## BEGIN Data entries
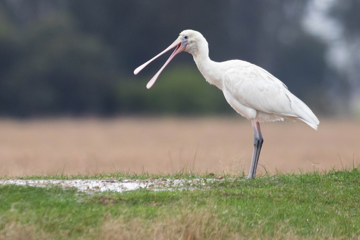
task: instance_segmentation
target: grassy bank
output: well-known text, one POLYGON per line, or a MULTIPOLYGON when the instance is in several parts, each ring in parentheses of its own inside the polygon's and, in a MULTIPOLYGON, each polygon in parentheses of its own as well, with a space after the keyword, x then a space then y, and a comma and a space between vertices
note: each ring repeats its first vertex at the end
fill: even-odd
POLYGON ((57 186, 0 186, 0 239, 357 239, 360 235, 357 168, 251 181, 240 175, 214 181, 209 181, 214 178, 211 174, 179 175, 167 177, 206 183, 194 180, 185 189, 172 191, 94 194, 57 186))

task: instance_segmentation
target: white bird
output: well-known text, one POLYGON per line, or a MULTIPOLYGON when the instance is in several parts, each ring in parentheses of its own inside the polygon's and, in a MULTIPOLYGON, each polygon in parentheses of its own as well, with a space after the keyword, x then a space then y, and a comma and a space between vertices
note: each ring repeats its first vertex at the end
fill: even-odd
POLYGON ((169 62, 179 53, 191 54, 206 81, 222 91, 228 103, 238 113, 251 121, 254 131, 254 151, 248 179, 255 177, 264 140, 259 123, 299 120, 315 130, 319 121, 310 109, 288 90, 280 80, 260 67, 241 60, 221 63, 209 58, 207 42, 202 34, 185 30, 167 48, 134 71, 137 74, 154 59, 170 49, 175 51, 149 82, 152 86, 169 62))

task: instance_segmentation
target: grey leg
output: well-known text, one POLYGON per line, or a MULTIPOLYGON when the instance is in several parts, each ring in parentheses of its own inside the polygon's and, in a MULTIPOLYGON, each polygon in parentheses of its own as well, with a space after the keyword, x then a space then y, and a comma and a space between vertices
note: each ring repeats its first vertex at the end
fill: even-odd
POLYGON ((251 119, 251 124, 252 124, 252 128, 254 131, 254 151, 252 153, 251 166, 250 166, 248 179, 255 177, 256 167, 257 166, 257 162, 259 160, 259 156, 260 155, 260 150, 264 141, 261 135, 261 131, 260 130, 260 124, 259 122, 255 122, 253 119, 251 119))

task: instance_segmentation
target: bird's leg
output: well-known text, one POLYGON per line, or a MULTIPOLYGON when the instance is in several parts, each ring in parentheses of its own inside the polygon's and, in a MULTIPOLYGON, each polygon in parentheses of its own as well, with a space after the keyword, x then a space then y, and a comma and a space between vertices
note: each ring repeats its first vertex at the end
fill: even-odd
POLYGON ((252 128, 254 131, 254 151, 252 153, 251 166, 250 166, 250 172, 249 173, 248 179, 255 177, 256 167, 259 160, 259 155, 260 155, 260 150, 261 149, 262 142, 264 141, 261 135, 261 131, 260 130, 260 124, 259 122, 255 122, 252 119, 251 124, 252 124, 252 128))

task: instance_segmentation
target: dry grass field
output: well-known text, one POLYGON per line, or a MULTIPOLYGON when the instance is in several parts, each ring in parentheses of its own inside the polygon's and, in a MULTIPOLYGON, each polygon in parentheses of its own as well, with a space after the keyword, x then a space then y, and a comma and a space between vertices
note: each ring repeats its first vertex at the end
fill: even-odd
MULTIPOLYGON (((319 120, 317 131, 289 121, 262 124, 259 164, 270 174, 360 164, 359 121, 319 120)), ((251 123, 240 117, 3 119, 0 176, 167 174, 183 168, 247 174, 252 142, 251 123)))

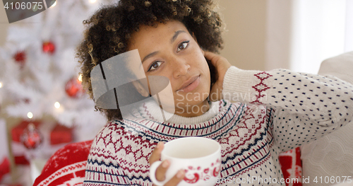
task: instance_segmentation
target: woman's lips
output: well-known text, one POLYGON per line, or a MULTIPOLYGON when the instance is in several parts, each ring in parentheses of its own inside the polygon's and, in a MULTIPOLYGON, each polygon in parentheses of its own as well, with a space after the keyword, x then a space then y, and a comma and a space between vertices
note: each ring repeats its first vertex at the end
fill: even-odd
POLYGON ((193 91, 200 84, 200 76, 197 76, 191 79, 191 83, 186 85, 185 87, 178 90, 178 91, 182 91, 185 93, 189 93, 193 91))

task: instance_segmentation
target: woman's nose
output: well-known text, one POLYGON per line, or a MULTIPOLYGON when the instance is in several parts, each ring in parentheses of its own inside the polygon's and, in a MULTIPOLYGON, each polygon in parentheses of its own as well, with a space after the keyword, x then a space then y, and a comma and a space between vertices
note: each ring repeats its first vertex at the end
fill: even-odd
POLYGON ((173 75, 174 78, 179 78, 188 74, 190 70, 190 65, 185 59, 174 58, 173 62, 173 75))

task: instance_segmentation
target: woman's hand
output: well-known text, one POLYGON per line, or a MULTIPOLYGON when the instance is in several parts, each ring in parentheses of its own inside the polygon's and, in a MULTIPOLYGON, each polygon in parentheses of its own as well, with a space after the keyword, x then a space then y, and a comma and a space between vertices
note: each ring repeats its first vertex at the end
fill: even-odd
## END Data entries
• **Your task**
Every line of text is to be repeated exactly; pictures are left out.

• **Problem solution**
task: instance_segmentation
target: grassy bank
output: well-known text, one POLYGON per line, or a MULTIPOLYGON when the instance is in several parts, each ring in parentheses of its own inside the polygon's and, in a MULTIPOLYGON, each polygon in parentheses of its own as well, with a space after the keyword, x then a space then y, and a comma and a space between vertices
note: each ring repeats its first vertex at the end
fill: even-odd
POLYGON ((57 186, 0 186, 0 239, 357 239, 360 235, 357 168, 251 181, 240 175, 214 181, 209 181, 214 178, 211 174, 179 175, 167 177, 206 183, 194 180, 185 189, 172 191, 94 194, 57 186))

task: instance_segmentation
target: white bird
output: well-known text, one POLYGON per line, or a MULTIPOLYGON when the instance is in several parts, each ring in parentheses of its own inside the polygon's and, in a MULTIPOLYGON, each polygon in parentheses of its own as well, with a space after the keyword, x then a space then y, and a comma and a space between vertices
note: each ring repeats its first vertex at the end
fill: even-odd
POLYGON ((169 62, 179 53, 191 54, 206 81, 222 91, 228 103, 238 113, 251 121, 254 131, 254 151, 248 179, 255 177, 264 140, 259 123, 299 120, 315 130, 319 121, 310 109, 288 90, 280 80, 260 67, 241 60, 221 63, 209 58, 207 42, 202 34, 185 30, 167 48, 134 71, 137 74, 154 59, 170 49, 175 51, 149 82, 152 86, 169 62))

task: instance_segmentation
target: grey leg
output: well-known text, one POLYGON per line, or a MULTIPOLYGON when the instance is in several parts, each ring in parentheses of its own inside the polygon's and, in a MULTIPOLYGON, each polygon in parentheses of its own as well, with a space after the keyword, x then a space then y, and a comma and a space between vertices
note: each ring repeats its first vertex at the end
fill: even-odd
POLYGON ((251 119, 251 124, 252 124, 252 128, 254 131, 254 151, 252 153, 251 166, 250 166, 248 179, 255 177, 256 167, 257 166, 257 162, 259 160, 259 156, 260 155, 260 150, 264 141, 261 135, 261 131, 260 130, 260 124, 259 122, 255 122, 253 119, 251 119))

task: instance_segmentation
target: bird's leg
output: well-known text, one POLYGON per line, or a MULTIPOLYGON when the instance is in several parts, each ring in parentheses of its own inside the polygon's and, in a MULTIPOLYGON, each polygon in parentheses of its own as well, with a space after the keyword, x then a space then y, and a comma and a space between vertices
note: each ring repeats its first vertex at the end
fill: even-odd
POLYGON ((252 128, 254 131, 254 151, 252 153, 251 166, 250 166, 250 172, 249 173, 248 179, 255 177, 256 167, 259 160, 259 155, 260 155, 260 150, 261 149, 262 142, 264 141, 261 135, 261 131, 260 130, 260 124, 259 122, 255 122, 252 119, 251 124, 252 124, 252 128))

task: instance_segmentation
target: dry grass field
output: well-known text, one POLYGON per line, or a MULTIPOLYGON when the instance is in several parts, each ring in parentheses of its own inside the polygon's and, in a MULTIPOLYGON, each polygon in parentheses of its own as well, with a space after the keyword, x then a space then y, and a comma and a space between vertices
note: each ring repeats its first vertex at the end
fill: even-odd
MULTIPOLYGON (((319 120, 317 131, 289 121, 262 124, 259 164, 270 174, 360 164, 359 121, 319 120)), ((251 123, 240 117, 3 119, 0 176, 167 174, 183 168, 247 174, 252 142, 251 123)))

task: instance_segmentation
target: woman's lips
output: well-known text, one POLYGON per line, or a MULTIPOLYGON when the instance is in several parts, each ring in parentheses of its own inside the polygon's and, in a MULTIPOLYGON, each polygon in parentheses of its own as well, with a space after the keyword, x then a space then y, and a comma and a space between vertices
note: each ring repeats its first vertex at the end
fill: even-odd
POLYGON ((193 91, 200 84, 200 76, 197 76, 191 79, 191 83, 186 85, 185 87, 178 90, 178 91, 182 91, 185 93, 189 93, 193 91))

task: instance_segmentation
target: woman's nose
output: well-known text, one POLYGON per line, or a MULTIPOLYGON when the instance is in several parts, each ring in parentheses of its own inside the polygon's and, in a MULTIPOLYGON, each polygon in parentheses of its own as well, with a space after the keyword, x then a space then y, and a comma and a space between vertices
note: each ring repeats its first vertex at the end
fill: even-odd
POLYGON ((173 75, 174 78, 179 78, 188 74, 190 70, 190 65, 185 59, 174 58, 173 62, 173 75))

task: instance_segmentation
target: woman's hand
output: well-known text, one POLYGON per line, or a MULTIPOLYGON when the instance is in several parts, each ring in parentheses of its own inside the polygon's and, in a MULTIPOLYGON, each polygon in parentheses of its own as well, with a space after the keyword, x then a space then y, and a comma and a space between vertices
note: each ring repeats its first vertex at the end
fill: even-odd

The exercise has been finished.